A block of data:
● ● ● ● ● ● ●
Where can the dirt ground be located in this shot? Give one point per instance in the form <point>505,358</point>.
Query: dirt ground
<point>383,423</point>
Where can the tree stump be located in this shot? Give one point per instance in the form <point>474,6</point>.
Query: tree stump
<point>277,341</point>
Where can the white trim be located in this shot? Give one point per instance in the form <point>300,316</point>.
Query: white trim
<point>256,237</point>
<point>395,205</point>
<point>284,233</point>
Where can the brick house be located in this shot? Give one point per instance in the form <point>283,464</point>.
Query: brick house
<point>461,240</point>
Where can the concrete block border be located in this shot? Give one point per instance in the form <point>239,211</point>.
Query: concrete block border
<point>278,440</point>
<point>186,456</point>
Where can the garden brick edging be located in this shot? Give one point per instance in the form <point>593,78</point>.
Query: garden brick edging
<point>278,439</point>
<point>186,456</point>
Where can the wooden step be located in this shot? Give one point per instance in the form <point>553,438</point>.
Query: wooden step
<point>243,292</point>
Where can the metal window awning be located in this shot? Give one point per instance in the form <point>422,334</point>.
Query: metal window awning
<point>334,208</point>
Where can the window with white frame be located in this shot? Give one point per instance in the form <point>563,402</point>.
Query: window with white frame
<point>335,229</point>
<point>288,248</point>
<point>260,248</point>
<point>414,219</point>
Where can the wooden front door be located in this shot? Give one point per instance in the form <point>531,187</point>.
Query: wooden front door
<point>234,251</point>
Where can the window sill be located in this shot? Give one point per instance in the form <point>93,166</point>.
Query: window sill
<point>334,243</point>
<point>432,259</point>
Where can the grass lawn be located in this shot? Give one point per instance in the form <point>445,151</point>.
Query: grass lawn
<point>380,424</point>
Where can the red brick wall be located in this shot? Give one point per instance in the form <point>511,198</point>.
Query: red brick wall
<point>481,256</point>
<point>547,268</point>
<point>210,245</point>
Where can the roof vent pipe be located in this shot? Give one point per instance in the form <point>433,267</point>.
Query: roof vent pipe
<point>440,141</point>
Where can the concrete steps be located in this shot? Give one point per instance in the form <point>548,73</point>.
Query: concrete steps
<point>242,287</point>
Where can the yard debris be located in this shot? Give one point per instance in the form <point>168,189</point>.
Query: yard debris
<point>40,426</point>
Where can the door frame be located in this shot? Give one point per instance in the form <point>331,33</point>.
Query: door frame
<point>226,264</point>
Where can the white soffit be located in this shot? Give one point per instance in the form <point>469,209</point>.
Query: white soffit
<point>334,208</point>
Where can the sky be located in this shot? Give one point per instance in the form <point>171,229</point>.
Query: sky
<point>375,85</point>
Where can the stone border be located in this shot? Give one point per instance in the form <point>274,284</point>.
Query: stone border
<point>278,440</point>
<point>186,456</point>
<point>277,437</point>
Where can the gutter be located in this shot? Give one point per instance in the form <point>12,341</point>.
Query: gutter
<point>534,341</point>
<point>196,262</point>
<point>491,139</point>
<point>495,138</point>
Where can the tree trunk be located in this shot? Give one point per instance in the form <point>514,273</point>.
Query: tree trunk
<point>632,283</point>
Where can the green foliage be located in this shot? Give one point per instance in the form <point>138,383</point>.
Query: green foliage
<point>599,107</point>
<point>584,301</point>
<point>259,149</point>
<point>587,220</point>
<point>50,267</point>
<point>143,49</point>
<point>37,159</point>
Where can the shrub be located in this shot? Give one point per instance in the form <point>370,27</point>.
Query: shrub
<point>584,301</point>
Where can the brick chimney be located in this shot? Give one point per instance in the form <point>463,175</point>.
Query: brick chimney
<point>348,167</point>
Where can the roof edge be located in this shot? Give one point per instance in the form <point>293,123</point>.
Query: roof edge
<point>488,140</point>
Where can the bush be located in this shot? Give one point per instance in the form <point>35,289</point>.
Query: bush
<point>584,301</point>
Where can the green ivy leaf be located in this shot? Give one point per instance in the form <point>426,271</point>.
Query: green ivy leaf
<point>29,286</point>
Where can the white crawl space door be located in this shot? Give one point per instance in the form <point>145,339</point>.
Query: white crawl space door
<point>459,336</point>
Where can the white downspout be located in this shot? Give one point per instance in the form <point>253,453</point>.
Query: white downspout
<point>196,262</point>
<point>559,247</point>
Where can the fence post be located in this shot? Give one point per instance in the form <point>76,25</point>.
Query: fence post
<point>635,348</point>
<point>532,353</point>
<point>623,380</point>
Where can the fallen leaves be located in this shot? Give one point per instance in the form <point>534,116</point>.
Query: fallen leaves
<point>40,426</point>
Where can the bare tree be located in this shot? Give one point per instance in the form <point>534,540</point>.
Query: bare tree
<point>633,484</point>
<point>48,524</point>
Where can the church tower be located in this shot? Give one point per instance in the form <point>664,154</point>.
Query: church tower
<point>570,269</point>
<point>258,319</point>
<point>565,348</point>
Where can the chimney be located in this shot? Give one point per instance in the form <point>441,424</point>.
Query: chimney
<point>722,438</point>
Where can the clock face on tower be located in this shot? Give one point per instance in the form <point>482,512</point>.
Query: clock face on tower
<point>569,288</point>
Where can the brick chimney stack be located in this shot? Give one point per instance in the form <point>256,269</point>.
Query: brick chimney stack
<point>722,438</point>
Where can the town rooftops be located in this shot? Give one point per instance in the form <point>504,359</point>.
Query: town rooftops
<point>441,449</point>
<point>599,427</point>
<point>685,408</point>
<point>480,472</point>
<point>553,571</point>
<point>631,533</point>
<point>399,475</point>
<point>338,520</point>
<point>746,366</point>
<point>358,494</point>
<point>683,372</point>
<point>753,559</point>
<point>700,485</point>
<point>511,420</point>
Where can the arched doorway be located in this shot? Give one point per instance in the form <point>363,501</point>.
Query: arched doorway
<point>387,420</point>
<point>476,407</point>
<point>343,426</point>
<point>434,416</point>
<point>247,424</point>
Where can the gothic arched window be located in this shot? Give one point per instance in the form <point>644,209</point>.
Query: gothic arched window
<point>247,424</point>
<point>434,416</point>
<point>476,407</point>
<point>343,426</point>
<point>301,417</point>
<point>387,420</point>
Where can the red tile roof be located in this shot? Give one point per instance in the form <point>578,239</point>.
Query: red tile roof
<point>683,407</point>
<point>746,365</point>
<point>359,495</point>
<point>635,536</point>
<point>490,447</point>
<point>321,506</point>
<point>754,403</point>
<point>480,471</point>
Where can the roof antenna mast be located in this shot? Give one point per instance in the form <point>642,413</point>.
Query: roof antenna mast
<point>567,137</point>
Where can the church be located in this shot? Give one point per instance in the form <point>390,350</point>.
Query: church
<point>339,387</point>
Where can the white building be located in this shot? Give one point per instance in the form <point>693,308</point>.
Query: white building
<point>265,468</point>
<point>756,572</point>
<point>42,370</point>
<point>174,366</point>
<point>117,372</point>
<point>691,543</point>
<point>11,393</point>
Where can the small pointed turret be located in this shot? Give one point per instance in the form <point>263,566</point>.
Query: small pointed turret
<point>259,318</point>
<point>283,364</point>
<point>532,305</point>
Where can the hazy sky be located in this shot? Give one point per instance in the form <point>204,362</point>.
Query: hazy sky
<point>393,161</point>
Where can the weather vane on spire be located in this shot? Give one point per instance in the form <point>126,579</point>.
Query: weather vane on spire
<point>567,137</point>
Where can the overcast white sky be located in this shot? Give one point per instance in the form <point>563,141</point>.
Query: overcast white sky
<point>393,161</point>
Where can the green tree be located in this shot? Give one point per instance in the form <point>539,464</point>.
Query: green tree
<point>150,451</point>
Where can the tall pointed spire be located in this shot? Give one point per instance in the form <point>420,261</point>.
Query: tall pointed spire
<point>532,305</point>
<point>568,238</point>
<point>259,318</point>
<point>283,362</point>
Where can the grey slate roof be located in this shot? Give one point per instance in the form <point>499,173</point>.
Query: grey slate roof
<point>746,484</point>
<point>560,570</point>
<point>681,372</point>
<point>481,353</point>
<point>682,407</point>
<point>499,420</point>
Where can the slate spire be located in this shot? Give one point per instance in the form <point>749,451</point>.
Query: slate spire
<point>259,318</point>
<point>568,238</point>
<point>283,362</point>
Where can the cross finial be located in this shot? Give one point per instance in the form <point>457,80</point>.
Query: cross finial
● ● ● ● ● ● ●
WORK TO DO: Rewrite the part that opens with the line containing "Where can the roof vent" and closes with the line containing "<point>375,85</point>", putting "found" wherever "located" appears and leaving everything else as it is.

RESPONSE TO THIS EXERCISE:
Where can the roof vent pipe be found in this shot? Give one point per instance in the form <point>433,267</point>.
Query: roof vent pipe
<point>440,141</point>
Where can the concrete steps be found in this shot? Give one point per instance in the form <point>548,73</point>.
Query: concrete steps
<point>242,287</point>
Where can the yard debris be found in this shot? Give one point per instance in the form <point>168,189</point>.
Query: yard debris
<point>40,426</point>
Where can the door frame be found in this shot? Give one point per instance in the form <point>331,33</point>.
Query: door frame
<point>226,264</point>
Where can the white soffit be found in this shot? Give one point per instance in the form <point>469,209</point>.
Query: white soffit
<point>334,208</point>
Where can the sky be found in this shot? Give one point per instance in the form <point>171,229</point>.
Query: sky
<point>375,85</point>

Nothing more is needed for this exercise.